What to produce
Resume the conference abstract on pregnancy among women on dialysis for end-stage kidney disease, starting right after its final sentence.

Text passage START

Racial Disparities and Factors Associated with Pregnancy in ESKD Patients on Dialysis in the United States

Session Information

Category: Women’s Health and Kidney Diseases

  • 2000 Women’s Health and Kidney Diseases

Authors

  • Shah, Silvi, University of Cincinnati, Cincinnati, Ohio, United States
  • Christianson, Annette, Cincinnati VA, Cincinnati, Ohio, United States
  • Leonard, Anthony C., University of Cincinnati, Cincinnati, Ohio, United States
  • Meganathan, Karthikeyan, University of Cincinnati, Cincinnati, Ohio, United States
  • Thakar, Charuhas V., University of Cincinnati, Cincinnati, Ohio, United States
Background

Pregnancy in women with end-stage kidney disease (ESKD) undergoing dialysis is not common due to impaired fertility. Literature concerning pregnancy in the dialysis population is scarce.

Text passage END
Data excerpts START

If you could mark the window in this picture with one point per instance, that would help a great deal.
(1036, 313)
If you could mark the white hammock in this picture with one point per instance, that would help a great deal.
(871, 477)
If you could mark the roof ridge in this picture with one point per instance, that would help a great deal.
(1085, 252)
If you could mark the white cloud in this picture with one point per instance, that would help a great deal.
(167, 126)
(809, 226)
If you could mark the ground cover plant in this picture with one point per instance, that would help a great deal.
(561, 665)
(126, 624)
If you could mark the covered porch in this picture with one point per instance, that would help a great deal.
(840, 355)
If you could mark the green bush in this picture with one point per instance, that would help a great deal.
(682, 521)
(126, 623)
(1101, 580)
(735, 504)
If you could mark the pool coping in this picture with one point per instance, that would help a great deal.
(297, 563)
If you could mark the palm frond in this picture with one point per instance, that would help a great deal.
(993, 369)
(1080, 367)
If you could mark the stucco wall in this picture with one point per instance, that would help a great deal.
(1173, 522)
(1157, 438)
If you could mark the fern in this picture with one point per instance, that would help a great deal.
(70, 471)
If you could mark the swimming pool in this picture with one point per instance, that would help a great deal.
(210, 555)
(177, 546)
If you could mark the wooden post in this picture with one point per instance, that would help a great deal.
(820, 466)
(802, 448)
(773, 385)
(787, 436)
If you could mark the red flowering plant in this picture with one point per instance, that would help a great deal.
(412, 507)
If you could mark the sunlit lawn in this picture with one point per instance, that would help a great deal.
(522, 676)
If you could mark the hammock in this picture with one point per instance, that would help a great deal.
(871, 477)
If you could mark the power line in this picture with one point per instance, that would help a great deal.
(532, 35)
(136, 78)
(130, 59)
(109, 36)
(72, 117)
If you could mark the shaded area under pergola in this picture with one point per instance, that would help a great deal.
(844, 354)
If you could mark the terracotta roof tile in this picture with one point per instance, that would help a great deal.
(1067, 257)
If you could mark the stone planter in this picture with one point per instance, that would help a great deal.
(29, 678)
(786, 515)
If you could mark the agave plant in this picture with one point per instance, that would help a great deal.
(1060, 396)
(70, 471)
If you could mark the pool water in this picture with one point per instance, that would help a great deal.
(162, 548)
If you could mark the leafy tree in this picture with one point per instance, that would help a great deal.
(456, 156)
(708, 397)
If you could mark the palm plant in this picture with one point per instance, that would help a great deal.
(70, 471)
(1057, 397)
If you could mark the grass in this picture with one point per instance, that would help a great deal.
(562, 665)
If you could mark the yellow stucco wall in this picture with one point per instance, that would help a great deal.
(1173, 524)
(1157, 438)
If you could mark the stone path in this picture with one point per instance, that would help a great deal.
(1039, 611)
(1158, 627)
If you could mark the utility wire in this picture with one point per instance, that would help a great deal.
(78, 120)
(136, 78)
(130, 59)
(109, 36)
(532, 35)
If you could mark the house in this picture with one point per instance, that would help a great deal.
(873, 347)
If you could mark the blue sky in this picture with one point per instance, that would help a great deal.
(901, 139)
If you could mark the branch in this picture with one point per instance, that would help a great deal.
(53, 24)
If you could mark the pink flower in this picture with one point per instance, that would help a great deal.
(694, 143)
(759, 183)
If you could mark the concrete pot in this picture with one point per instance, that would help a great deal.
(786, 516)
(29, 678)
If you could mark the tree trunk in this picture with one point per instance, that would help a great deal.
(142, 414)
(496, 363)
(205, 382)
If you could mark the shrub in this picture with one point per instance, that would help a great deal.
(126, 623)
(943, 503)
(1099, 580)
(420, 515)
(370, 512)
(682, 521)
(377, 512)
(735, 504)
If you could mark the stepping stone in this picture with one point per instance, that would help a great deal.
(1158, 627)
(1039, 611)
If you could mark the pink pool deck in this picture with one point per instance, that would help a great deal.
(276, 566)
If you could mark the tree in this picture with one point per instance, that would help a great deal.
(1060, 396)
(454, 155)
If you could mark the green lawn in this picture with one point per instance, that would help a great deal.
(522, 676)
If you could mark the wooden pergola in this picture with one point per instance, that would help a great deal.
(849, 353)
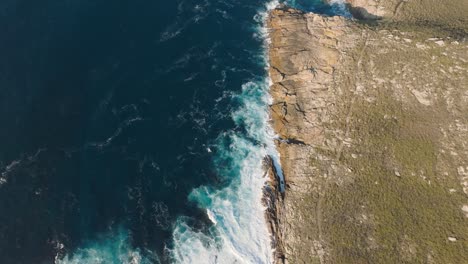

Data excerpts END

Answer to this exercise
Methods

We evaluated a retrospective cohort of 47,667 women who were aged 15-44 years and were on dialysis between January 1, 2005 and December 31, 2013 from the United States Renal Data System, with primary Medicare claims data, and who carried Medicare as the primary payer throughout 40 weeks of follow-up. We calculated pregnancy rates, and using multivariable proportional intensity recurrent event survival analysis, we identified factors associated with pregnancy including race.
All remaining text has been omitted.